Top of EXCERPTED TEXT

Doing this will give you some perspective that it's not about where you are
now, it's about what you're learning as you grow. For me, it was
weightlifting. You start out weak and with terrible form. Over time, you start
seeing improvements as you get better bit by bit and your watch your lifts go
from brand new rookie (45lb bar) to heavy (>200lbs) with sustained practice.
Focus on the learning part of the process and iteratively getting better. The
goal here is to build your self-efficacy in your ability to keep learning and
growing and that your identity isn't tied up in being "wow". Pursuit of a
learning activity outside your normal venues will give you something to draw
on when you're down in other areas "this kinda sucks right now, but it's like
<X>. I'm getting better even when it's meh." Go find something you can get
iteratively better at (other than programming) and don't give up.

Third, to reiterate what a lot of other people have said, you aren't your
work. Straight up. To paraphrase some of the best advice I've ever heard: A
small percentage of projects/things/days will be amazing, you'll be at the top
of the world and feel fantastic. Some percentage of projects/things/days will
be terrible and you'll feel it. Something will feel off and you'll know it,
and that's ok. Identify what's off and see if you can go about fixing it next
time. It's OK, they happen. Finally, the majority of projects/things/days will
be Ok. Not fantastic, not terrible and that's just fine too. Don't flog
yourself if your projects don't turn out amazing. Not every project will be
the bomb diggity now, or later on professionally and that's ok. Some websites
will be amazing, some websites will be ok, and that's just fine. You're going
to learn things by doing each one and we tend to learn a lot more from our
failures than our successes.

I will say this, it's not easy to change your mind set. You can't snap your
fingers and voila new mindset. It doesn't work that way, never has, never
will. Rather, you need to be deliberate about it. The best way to go about
doing this is to set short term goals that are specific, measurable, and
attainable focused on learning. I.E. This week I will read 10 pages about <X>
technology and implement a mini-test program for it. Keep doing this over and
over. The emphasis here is on the process of learning rather than the outcome.
The mini-test program could crap out, but you'll learn more by fixing it
rather than getting it right the first time. Pursuing this will also expose
you to the idea of building mastery through continual learning rather than
building projects other people find awesome. Also keep a learning journal--it
can be as easy as a text file with dates and record what you did, what worked,
what didn't work, and what you learned going forward. Over time, this process
will help reorient your way of thinking towards one of continual learning and
building mastery rather than trying to always build an awesome project
everyone praises. People are fickle, you can please some of the people some of
the time, but you can't please all the people all the time. However, you have
the power to make yourself better. Focus on that.

Bottom of EXCERPTED TEXT

**WORK ORDER 1:**
In the forum post, which activity does the writer give as a personal example of getting better bit by bit?
**WORK ORDER 2:**
According to the forum post, what qualities should short-term learning goals have? List every one.
**WORK ORDER 3:**
Reproduce the forum post from "Focus on the" up to and including "don't give up.".

Top of DATA SUPPLIED

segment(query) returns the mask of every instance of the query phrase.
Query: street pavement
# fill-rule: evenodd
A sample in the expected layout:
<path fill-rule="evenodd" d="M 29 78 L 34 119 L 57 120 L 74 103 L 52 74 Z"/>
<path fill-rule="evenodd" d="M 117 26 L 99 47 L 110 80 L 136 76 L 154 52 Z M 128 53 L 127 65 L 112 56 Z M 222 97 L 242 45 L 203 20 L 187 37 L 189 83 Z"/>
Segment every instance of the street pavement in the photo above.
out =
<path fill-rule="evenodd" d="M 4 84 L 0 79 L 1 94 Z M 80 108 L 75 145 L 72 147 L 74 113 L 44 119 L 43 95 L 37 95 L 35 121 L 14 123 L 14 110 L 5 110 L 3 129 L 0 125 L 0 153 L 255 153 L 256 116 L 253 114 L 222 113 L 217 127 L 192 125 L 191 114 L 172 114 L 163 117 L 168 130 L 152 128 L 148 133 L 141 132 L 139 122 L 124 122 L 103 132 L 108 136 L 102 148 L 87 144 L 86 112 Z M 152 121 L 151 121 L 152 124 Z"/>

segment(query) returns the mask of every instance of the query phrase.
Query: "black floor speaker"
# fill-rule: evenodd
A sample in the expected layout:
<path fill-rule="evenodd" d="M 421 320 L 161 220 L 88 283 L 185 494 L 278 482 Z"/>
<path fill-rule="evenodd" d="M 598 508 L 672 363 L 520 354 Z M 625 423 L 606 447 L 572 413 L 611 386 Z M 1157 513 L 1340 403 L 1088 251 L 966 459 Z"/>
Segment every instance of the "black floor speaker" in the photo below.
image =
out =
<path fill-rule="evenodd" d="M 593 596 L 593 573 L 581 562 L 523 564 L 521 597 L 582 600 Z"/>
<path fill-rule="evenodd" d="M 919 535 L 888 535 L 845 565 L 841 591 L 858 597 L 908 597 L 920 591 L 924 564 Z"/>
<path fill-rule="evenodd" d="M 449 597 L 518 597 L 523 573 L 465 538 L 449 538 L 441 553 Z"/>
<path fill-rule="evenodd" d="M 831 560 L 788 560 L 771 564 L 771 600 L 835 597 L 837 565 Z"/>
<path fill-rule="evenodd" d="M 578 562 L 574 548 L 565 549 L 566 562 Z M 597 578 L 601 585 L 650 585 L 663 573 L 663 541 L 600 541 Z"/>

Bottom of DATA SUPPLIED

**EXERCISE RESPONSE 1:**
Weightlifting.

**EXERCISE RESPONSE 2:**
Specific, measurable, and attainable.

**EXERCISE RESPONSE 3:**
Focus on the learning part of the process and iteratively getting better. The
goal here is to build your self-efficacy in your ability to keep learning and
growing and that your identity isn't tied up in being "wow". Pursuit of a
learning activity outside your normal venues will give you something to draw
on when you're down in other areas "this kinda sucks right now, but it's like
<X>. I'm getting better even when it's meh." Go find something you can get
iteratively better at (other than programming) and don't give up.